↓
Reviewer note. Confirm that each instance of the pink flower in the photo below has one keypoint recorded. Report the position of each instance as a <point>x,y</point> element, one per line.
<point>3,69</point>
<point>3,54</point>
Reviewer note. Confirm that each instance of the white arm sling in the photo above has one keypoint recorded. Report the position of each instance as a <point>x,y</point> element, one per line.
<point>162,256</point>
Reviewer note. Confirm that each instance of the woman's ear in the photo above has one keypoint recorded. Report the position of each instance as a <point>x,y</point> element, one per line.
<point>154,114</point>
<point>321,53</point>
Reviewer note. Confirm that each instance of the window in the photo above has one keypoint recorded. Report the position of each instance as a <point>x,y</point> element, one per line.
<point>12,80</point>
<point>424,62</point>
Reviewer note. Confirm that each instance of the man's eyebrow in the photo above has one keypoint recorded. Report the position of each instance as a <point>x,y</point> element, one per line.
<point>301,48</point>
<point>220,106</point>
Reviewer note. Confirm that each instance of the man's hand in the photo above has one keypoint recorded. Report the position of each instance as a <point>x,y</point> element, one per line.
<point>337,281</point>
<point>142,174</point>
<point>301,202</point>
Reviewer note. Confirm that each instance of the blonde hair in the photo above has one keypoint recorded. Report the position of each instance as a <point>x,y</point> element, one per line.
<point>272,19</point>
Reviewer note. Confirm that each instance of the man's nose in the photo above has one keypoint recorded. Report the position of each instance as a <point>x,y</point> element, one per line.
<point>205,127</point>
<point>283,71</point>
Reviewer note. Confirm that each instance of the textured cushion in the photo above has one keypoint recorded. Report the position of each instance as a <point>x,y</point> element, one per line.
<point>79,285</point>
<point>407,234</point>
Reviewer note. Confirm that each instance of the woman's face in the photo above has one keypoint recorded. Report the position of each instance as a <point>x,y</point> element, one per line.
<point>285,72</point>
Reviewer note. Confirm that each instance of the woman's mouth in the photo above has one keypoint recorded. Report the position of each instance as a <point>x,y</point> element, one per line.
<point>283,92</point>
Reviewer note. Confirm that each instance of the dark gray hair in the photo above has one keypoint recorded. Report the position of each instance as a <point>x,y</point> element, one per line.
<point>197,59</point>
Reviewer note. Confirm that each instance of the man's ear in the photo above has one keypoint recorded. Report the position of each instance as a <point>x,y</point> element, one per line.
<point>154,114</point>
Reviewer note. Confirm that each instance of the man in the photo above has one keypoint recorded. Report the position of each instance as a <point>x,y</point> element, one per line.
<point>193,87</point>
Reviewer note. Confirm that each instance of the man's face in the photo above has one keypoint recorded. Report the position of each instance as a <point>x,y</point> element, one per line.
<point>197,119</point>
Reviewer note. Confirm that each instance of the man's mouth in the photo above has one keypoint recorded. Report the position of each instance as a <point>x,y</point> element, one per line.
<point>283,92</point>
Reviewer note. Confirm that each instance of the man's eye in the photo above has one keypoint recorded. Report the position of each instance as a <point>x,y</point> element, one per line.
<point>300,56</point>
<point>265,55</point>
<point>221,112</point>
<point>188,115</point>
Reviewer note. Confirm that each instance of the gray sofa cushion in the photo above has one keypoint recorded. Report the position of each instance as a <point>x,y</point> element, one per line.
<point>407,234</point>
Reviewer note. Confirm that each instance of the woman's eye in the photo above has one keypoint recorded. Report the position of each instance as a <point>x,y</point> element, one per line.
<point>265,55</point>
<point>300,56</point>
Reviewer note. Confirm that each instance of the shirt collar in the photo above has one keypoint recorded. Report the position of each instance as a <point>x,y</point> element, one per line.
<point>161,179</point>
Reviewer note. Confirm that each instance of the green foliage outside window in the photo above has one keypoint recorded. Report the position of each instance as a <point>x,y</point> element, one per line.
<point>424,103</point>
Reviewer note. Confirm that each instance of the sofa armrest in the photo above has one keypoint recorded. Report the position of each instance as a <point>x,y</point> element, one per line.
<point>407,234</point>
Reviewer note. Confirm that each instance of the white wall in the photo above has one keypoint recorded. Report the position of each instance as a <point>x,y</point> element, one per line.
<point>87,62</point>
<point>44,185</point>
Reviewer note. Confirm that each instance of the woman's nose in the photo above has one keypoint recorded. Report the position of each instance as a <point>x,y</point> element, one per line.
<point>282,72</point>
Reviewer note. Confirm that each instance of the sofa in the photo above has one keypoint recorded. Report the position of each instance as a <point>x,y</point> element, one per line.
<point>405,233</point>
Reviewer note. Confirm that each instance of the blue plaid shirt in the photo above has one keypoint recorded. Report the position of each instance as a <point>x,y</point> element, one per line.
↑
#### [BRIEF]
Could you output every record above exactly as written?

#### [YOUR RESPONSE]
Reviewer note. Confirm that each instance of the pink flower in the photo below has one keypoint recorded. Report the position of each instance as a <point>x,y</point> element, one per line.
<point>3,69</point>
<point>3,54</point>
Reviewer note. Confirm that each instance of the white arm sling in the photo above has one keypoint recorded. Report the position of each instance as a <point>x,y</point> element, one per line.
<point>162,256</point>
Reviewer note. Confirm that each instance of the woman's ear in the photo above has one keypoint recorded. Report the position of each instance as a <point>x,y</point> element, one per line.
<point>154,114</point>
<point>321,53</point>
Reviewer note. Confirm that each instance of the window in the photo above has one keypoint recorded. Report the position of each instance as a <point>x,y</point> element, one per line.
<point>12,80</point>
<point>424,62</point>
Reviewer note. Confirm that each instance of the man's eyebrow in the photo above has one keypoint recorded. Report the position of each instance as a <point>x,y</point> element, one per line.
<point>301,48</point>
<point>220,106</point>
Reviewer note. Confirm that each instance of the man's hand in the photo above has one keypoint recorded. Report the position of each instance as a <point>x,y</point> element, one per line.
<point>337,281</point>
<point>142,174</point>
<point>301,202</point>
Reviewer note. Confirm that each instance of the blonde hair in the photo above has one keypoint recorded. Report the position of each instance as a <point>x,y</point> element, one per line.
<point>272,19</point>
Reviewer note. Confirm that each instance of the man's nose in the photo above has one keypoint recorded. Report the position of each instance as a <point>x,y</point> element, one per line.
<point>205,127</point>
<point>283,71</point>
Reviewer note. Confirm that each instance of the textured cushion in the photo above has one keypoint recorded. Report the position of each instance as a <point>x,y</point> element, one per line.
<point>79,285</point>
<point>407,234</point>
Reviewer note. Confirm that each instance of the woman's face in the photo above has one keypoint recorded. Report the position of each instance as a <point>x,y</point> element, one per line.
<point>285,72</point>
Reviewer note. Confirm that each instance of the woman's mouth in the photo above has one keypoint recorded. Report the position of each instance as a <point>x,y</point> element, one per line.
<point>283,92</point>
Reviewer note. Confirm that each instance of the dark gray hair in the photo above has one keypoint recorded. Report the position of each instance as a <point>x,y</point> element, one per line.
<point>197,59</point>
Reviewer note. Confirm that each instance of the man's ear in the photo above has one keypoint recorded. Report the position of each instance as a <point>x,y</point> element, one per line.
<point>154,114</point>
Reviewer note. Confirm that each instance of the man in the photo above has one keypoint recorded. Report the position of each instance as a <point>x,y</point> element, one per line.
<point>193,87</point>
Reviewer note. Confirm that each instance of the man's face in the photo above has one keypoint recorded. Report the position of each instance as a <point>x,y</point> element, one per line.
<point>197,119</point>
Reviewer note. Confirm that each instance of the man's mouth in the photo above has one keypoint recorded. Report the position of each instance as a <point>x,y</point> element, one per line.
<point>283,92</point>
Reviewer note. Confirm that each instance of the man's eye in the photo above has one keypoint recorded. Report the position of each instance as a <point>x,y</point> element, one per line.
<point>300,56</point>
<point>265,55</point>
<point>221,112</point>
<point>188,115</point>
Reviewer note. Confirm that each instance of the gray sofa cushion in the photo above has one keypoint recorded. Report the position of each instance as a <point>x,y</point> element, one per line.
<point>407,234</point>
Reviewer note. Confirm that each instance of the woman's eye in the photo above has one keypoint recorded. Report the position of each instance as a <point>x,y</point> element, one per line.
<point>265,55</point>
<point>300,56</point>
Reviewer note. Confirm that each instance of the shirt collar in the photo above has one keypoint recorded. Report the position of each instance as a <point>x,y</point> element, one per line.
<point>161,179</point>
Reviewer note. Confirm that each instance of the green foliage outside window in the photo above has one keypoint recorded. Report the position of each instance as a <point>x,y</point> element, one per line.
<point>424,103</point>
Reviewer note. Confirm that each instance of the sofa armrest in the photo above has one keypoint recorded. Report the position of each instance as a <point>x,y</point> element, one per line.
<point>407,234</point>
Reviewer note. Confirm that each instance of the white wall in the photo above has one keypoint recorded. Report the position of each instance as a <point>x,y</point> element, one per line.
<point>87,62</point>
<point>44,185</point>
Reviewer note. Confirm that each instance of the woman's nose in the photo above has one keypoint recorded. Report the position of each instance as a <point>x,y</point> element, one per line.
<point>282,72</point>
Reviewer note. Confirm that each instance of the sofa in the photo above has one keypoint recorded. Report the position of each instance as a <point>x,y</point> element, one per line.
<point>405,233</point>
Reviewer note. Confirm that each instance of the blue plaid shirt in the photo above has one keypoint recorded. Report the position of each instance as a <point>x,y</point> element, one per line.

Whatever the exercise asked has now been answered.